**TASK TO CARRY OUT**.
Quote all of the data that follows exactly as written, skipping the images.
***
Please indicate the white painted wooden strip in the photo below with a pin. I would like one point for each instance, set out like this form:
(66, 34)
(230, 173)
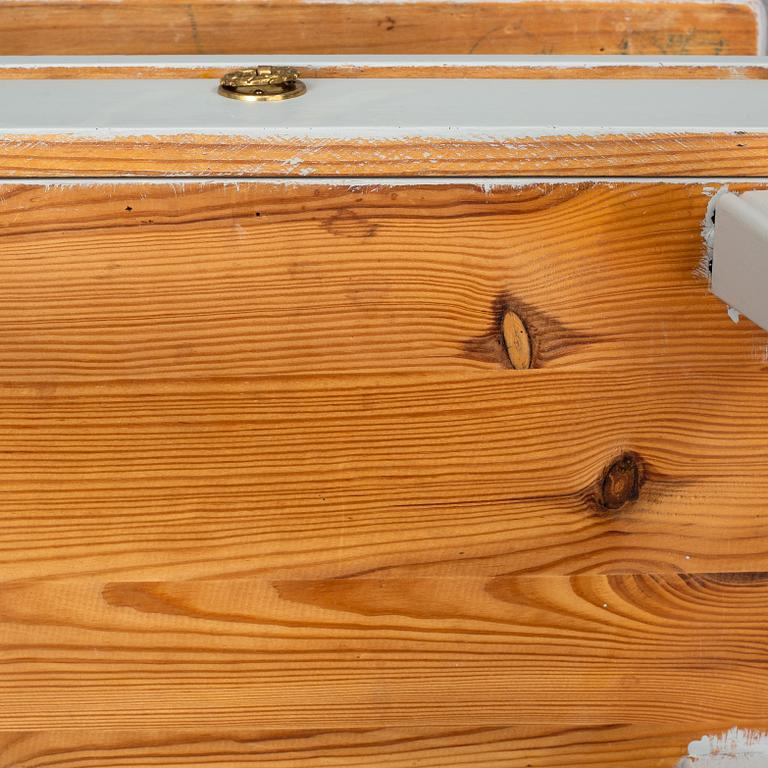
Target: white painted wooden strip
(387, 109)
(398, 61)
(740, 258)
***
**RESULT OF THIS EXERCISE**.
Please indicate the white painted wooden strip in the photo below with a pin. I would like one point for each instance, set out like this form:
(66, 34)
(230, 173)
Target: white painted wooden strip
(387, 109)
(398, 61)
(740, 258)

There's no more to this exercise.